— REQUIRED TASK —
Arrange every line of the material below as a numbered list, skipping any blank lines. Leave the pictures out of your answer.

[Collected data entries]
>>>>>
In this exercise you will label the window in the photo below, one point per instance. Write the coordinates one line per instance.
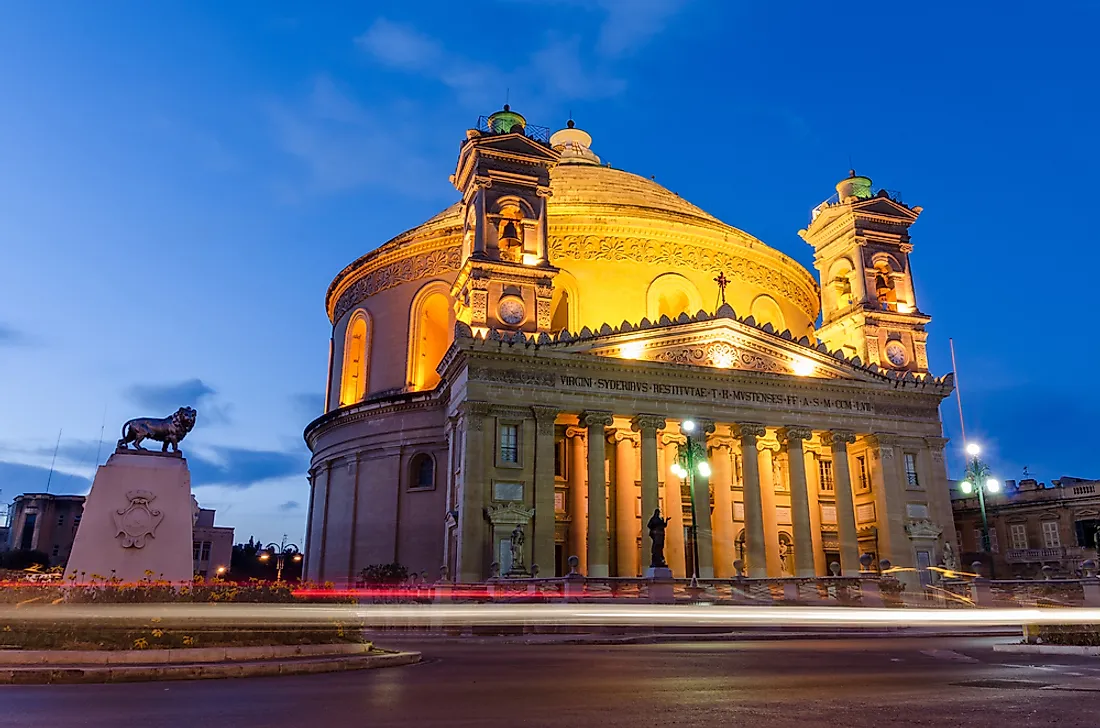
(509, 443)
(911, 470)
(422, 471)
(825, 474)
(1051, 537)
(865, 477)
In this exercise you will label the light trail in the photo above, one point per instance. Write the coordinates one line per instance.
(564, 615)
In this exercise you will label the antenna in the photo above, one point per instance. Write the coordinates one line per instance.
(51, 477)
(958, 395)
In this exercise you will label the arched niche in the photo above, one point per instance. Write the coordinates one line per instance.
(355, 371)
(671, 295)
(431, 328)
(766, 309)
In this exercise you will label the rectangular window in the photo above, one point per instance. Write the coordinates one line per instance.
(911, 470)
(865, 477)
(1051, 537)
(825, 474)
(509, 443)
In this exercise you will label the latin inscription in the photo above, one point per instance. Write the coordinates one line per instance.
(714, 394)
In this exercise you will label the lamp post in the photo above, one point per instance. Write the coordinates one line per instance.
(281, 551)
(691, 460)
(977, 476)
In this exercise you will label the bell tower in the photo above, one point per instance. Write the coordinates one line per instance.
(506, 280)
(861, 249)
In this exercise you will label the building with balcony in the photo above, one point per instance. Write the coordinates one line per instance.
(1032, 525)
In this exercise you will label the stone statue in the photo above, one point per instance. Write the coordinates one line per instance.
(517, 550)
(657, 526)
(168, 430)
(950, 560)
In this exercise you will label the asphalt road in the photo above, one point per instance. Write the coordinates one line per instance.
(846, 682)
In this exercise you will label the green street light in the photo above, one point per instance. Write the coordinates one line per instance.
(690, 461)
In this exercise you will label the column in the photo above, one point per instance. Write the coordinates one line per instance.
(647, 427)
(673, 507)
(722, 520)
(542, 552)
(626, 520)
(578, 502)
(792, 439)
(596, 422)
(701, 504)
(472, 533)
(755, 544)
(839, 440)
(768, 502)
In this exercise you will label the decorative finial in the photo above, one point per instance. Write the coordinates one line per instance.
<<<<<
— WRITTEN REPLY —
1. In this exercise you will label the window in the photo below, one point per instance. Write the coordinates one line per instance.
2. (509, 443)
3. (911, 470)
4. (422, 471)
5. (825, 474)
6. (1051, 537)
7. (865, 477)
8. In this exercise you will label the light trail in the photo above, one point per instance. Write the coordinates one line per instance.
9. (564, 615)
10. In this exercise you will label the antenna in the photo above, one point per instance. Write the coordinates one line per instance.
11. (51, 477)
12. (958, 395)
13. In this exercise you will label the arched niche in the photo above, one point per instance. Write the coordinates one line per instance.
14. (355, 371)
15. (671, 295)
16. (431, 328)
17. (766, 309)
18. In this exercise you will label the rectangular window in the photo above, one point per instance. Write the coordinates one line per instance.
19. (911, 470)
20. (865, 477)
21. (1051, 537)
22. (825, 474)
23. (509, 443)
24. In this exercise you will label the latin inscription in the photo above, one point per instance. Write the coordinates one line per instance.
25. (714, 394)
26. In this exercise you will label the lamp post in the photo above, one point per instance. Write the coordinates one line per instance.
27. (281, 551)
28. (691, 460)
29. (977, 476)
30. In this exercise you will label the bell tower in the photo above, one point per instance. Write the coordinates one line per instance.
31. (506, 280)
32. (861, 249)
33. In this exercise you will label the building with balcony in the photo above, one point per instance. Write the coordinates one line per instance.
34. (1032, 525)
35. In this exercise you will label the stone statue in the photo above, one point per instance. Write the coordinates one line per instance.
36. (517, 550)
37. (657, 526)
38. (168, 430)
39. (950, 560)
40. In this exercise you will label the asphalt road in the photo above, one point per instance. Write the coordinates one line per instance.
41. (846, 682)
42. In this exercise you will label the green street light in the photo above, one point per instance. Write the coordinates one line per instance.
43. (690, 461)
44. In this exercise you will label the column in the photo above, one point per instance. Write the coordinates one line per instance.
45. (647, 427)
46. (673, 507)
47. (722, 520)
48. (542, 552)
49. (626, 520)
50. (578, 502)
51. (792, 439)
52. (596, 422)
53. (701, 504)
54. (472, 533)
55. (755, 544)
56. (839, 440)
57. (768, 502)
58. In this exercise you will label the decorative finial in the photo above, one point per instance. Write the coordinates one line per instance.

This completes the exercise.